**Prompt 1**
Answer these questions from the forum thread on painting a car frame:
(a) How much POR-15 did Wendt69 use for the frame and all suspension parts?
(b) What blaster did PontiacJim buy, and from where?
(c) How long does PontiacJim suggest letting the POR-15 rust protector dry before applying the top coat?
**Prompt 2**
Reproduce the part of the forum thread on painting a car frame that opens with the words containing "A few more pics" and closes with "the internal areas.".

**Document text**
↓
# Frame painted



## Wendt69 (Jan 6, 2016)

So my simple engine rebuild has turned into a body off resto. 
I painted the frame with Por 15 chassis black. Turned out great but I would never use a brush to paint the frame again, a spray finish would be quicker and cover the hard to get spots easier.


----------



## Wendt69 (Jan 6, 2016)

A few more pics


----------



## PontiacJim (Dec 29, 2012)

I used the Por-15. I also used the Eastwood paint that you spray inside the frame with the extension tube to get inside to coat the internal areas.


----------



## stich (Feb 15, 2016)

I've got my frame stripped down of all parts and was either going to have it blasted and powder coated or do the POR 15 routine. Pro's and Con's of each? Price IS an issue and no it's NOT a #'s matching car so I don't care about originality. Also, if POR 15, exactly how much do you think I need for just the frame? Not including rear end or suspension.


----------



## Wendt69 (Jan 6, 2016)

Hey stitch, I used 3 1/2 quarts for my frame and all suspension parts. My first coat was light followed by a heavy 2nd coat. I really liked the lay and spread (ha ha) of the por15, nice to work with. I would have 2 qaurts on hand for just the frame and if you don't dip into the 2nd just return the can. Hope this helps.


----------



## PontiacJim (Dec 29, 2012)

I would have it blasted and then do the POR-15, that is what I did with my frame. I purchased a small 40 lb blaster from Harbor Freight and did it myself. Nasty & dirty and time consuming, but it worked for me. 

I also used the POR-15 top coat over the rust protector. Make sure the POR-15 rust protector is thoroughly dried, like give it a couple weeks, or the top coat will soften the undercoat and cause it to crack/crinkle and even lift a little should you decide to use it.


----------
↑
**Record set**
↓
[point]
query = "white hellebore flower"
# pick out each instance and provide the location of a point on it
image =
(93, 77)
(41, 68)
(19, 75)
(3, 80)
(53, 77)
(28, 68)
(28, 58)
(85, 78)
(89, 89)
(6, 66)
↑
**Full answer 1**
(a) 3 1/2 quarts.
(b) A small 40 lb blaster from Harbor Freight.
(c) A couple of weeks.

**Full answer 2**
A few more pics


----------



## PontiacJim (Dec 29, 2012)

I used the Por-15. I also used the Eastwood paint that you spray inside the frame with the extension tube to get inside to coat the internal areas.